▶ TASK DIRECTIONS:
Return the passage of the Edmund Fry article from "English type-founder (1754–1835)" to "George's Hospital, London.", copied word for word.

▶ DOCUMENT PASSAGE:
============================================================
- Born: 1754 Bristol, England
- Died: 25 December 1835 London, England
- Known for: Type-founder and chocolate maker

= Edmund Fry =

English type-founder (1754–1835)

Edmund Fry (1754–1835) was an English type-founder.

==Early life==
Fry was the son of Joseph Fry, and member of the Bristol Fry family, born at Bristol. He studied medicine; took the degree of M.D. at Edinburgh, and spent some time at St George's Hospital, London.

==Fry & Co.==
In 1782 his father admitted him and his brother Henry, as partners in the type-foundry business in Queen Street, London. The father retired in 1787, when the new firm, Edmund Fry & Co., issued their first 'Specimen of Printing Types,’ followed the next year by an enlarged edition. Several founts of the oriental type, which fill twelve pages, were cut by Fry.

In 1788 the printing business was separated from the foundry, and remained at Worship Street as the 'Cicero Press,’ under the management of Henry Fry. The foundry was removed to a place opposite Bunhill Fields in Chiswell Street, and new works erected in a street then called Type Street. Homer's series of the classics (1789–1794), printed by Millar Ritchie, were from the characters of the Type Street foundry. In 1793 'Edmund Fry & Co., letter founders to the Prince of Wales,’ produced a 'Specimen of Metal-cast Ornaments curiously adjusted to paper,’ which gained vogue among printers. The next year Fry took Isaac Steele into partnership, and published a 'Specimen' which 'shows a marked advance on its predecessors'.

On the admission of George Knowles in 1799, the firm took the name of Fry, Steele, & Co. At the start of the nineteenth century the modern-faced type supplanted the old-faced. 'Specimens of modern cut printing types from the foundry of Messrs. Fry & Steele' are given in Caleb Stower's 'Printer's Grammar,’ 1808. About this time Fry reassumed sole management of the business. In 1816 a 'Specimen of Printing Types by Edmund Fry, Letter Founder to the King and Prince Regent,’ was published. The firm soon after became Edmund Fry & Son, on the admission of his son, Windover.

In a 'Specimen' printed in 1824 the name is changed back to 'Edmund Fry' at 'the Polyglot Foundry.' In 1828 he moved to dispose of his business, and issued a descriptive circular. It was purchased by William Thorowgood of Fann Street, and the stock removed in 1829. It was then in the hands of Thorowgood & Besley, then R. Besley & Co., and finally Sir Charles Reed & Sons, before closing in the early twentieth century.
============================================================
▶ RECORD SET:

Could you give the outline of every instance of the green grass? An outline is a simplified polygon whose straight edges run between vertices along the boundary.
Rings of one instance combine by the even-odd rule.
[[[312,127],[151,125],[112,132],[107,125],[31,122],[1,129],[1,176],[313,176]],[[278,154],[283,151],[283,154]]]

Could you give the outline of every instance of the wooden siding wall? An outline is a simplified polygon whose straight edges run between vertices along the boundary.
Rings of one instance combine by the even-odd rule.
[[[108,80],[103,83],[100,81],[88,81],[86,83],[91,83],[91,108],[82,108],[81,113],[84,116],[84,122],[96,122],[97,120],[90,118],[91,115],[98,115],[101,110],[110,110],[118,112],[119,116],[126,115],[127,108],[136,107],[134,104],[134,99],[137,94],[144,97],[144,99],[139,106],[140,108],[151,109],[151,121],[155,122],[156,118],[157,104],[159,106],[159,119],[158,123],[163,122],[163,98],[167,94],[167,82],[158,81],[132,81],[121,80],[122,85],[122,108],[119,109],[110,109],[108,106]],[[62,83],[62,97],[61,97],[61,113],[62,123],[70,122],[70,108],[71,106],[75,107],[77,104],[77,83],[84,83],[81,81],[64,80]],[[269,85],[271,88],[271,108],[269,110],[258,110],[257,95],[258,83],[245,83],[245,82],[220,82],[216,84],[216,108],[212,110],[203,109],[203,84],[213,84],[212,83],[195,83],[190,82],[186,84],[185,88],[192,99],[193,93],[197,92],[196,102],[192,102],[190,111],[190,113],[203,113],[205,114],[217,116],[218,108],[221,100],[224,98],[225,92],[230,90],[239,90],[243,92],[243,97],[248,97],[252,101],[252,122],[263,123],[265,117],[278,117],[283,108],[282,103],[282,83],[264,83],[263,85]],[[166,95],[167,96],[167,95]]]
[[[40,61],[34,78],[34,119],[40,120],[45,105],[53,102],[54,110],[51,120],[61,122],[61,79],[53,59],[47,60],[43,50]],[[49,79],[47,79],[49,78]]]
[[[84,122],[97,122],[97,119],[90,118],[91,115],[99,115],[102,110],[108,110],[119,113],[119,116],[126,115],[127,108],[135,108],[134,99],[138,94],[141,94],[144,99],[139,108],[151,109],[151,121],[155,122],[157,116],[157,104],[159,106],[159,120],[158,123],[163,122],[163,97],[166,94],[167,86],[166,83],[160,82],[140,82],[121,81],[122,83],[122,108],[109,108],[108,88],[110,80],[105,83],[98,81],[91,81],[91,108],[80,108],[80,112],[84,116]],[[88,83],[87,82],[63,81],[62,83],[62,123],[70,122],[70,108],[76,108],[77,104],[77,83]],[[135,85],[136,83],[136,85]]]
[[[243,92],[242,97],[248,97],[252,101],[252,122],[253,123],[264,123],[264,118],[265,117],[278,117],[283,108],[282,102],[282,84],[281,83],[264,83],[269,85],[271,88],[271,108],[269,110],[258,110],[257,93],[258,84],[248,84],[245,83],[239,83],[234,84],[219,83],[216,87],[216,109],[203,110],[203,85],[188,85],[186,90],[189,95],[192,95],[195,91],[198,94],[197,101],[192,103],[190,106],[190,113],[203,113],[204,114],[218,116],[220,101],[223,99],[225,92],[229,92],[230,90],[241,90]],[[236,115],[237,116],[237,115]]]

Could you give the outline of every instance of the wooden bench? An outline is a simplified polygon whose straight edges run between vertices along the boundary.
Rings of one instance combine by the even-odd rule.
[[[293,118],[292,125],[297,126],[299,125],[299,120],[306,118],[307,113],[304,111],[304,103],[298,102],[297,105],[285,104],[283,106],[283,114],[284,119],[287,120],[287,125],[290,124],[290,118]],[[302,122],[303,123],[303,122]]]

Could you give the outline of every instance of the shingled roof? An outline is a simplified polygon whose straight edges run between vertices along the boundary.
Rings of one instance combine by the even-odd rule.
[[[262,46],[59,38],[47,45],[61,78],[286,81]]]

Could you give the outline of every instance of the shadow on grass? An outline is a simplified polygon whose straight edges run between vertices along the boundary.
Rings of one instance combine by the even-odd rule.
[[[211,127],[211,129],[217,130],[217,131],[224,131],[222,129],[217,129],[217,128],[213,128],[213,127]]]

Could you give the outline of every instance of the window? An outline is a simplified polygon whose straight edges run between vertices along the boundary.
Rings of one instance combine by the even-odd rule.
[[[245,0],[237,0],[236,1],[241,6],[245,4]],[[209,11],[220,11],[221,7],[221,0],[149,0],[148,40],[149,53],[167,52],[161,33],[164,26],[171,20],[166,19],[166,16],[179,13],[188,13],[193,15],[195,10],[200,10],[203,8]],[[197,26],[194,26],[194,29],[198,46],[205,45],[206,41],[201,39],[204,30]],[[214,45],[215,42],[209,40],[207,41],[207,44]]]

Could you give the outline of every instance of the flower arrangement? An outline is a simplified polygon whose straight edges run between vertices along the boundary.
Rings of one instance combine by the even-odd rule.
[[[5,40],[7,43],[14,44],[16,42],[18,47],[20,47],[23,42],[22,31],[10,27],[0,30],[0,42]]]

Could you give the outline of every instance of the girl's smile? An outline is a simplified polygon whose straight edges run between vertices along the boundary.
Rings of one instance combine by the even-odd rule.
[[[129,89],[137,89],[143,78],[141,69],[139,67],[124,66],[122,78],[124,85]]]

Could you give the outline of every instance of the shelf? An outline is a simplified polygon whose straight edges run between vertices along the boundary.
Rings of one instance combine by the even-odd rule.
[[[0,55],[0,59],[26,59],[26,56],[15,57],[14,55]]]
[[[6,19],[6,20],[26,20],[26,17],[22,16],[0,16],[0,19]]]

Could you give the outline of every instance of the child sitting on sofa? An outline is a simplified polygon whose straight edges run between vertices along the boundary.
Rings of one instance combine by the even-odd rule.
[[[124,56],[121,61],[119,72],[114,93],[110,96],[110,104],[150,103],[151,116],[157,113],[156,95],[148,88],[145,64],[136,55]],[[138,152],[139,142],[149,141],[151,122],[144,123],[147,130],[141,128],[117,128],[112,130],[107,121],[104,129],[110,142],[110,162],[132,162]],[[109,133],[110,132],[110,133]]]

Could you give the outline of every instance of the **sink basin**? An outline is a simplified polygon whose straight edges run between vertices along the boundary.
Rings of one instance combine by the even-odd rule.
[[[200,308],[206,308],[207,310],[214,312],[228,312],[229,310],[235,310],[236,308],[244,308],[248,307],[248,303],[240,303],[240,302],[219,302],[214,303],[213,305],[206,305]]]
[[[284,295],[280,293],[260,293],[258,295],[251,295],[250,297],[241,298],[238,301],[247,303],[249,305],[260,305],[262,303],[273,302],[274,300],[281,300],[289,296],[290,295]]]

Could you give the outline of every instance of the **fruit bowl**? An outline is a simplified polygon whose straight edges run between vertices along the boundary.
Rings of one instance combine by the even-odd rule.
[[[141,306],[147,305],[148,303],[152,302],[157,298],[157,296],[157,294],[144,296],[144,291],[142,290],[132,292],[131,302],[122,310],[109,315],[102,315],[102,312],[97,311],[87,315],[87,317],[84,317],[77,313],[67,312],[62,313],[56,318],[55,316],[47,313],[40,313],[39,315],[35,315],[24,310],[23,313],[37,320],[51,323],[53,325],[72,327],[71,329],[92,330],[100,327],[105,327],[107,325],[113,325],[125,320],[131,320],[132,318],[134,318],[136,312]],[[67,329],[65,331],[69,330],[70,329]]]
============================================================
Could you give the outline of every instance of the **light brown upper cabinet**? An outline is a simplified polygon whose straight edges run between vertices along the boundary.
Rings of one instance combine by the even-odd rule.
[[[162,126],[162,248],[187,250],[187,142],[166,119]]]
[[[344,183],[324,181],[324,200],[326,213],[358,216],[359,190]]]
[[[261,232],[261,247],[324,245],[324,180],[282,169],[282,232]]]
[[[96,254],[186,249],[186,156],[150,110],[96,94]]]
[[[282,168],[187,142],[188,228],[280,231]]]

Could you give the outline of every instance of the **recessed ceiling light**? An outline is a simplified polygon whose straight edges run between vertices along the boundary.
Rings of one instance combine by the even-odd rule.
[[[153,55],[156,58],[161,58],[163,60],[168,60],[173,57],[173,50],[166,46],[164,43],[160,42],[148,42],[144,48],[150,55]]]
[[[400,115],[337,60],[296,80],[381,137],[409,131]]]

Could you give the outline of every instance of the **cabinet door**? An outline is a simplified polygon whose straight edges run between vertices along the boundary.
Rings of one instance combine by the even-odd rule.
============================================================
▶ SOLUTION TO THIS EXERCISE:
English type-founder (1754–1835)

Edmund Fry (1754–1835) was an English type-founder.

==Early life==
Fry was the son of Joseph Fry, and member of the Bristol Fry family, born at Bristol. He studied medicine; took the degree of M.D. at Edinburgh, and spent some time at St George's Hospital, London.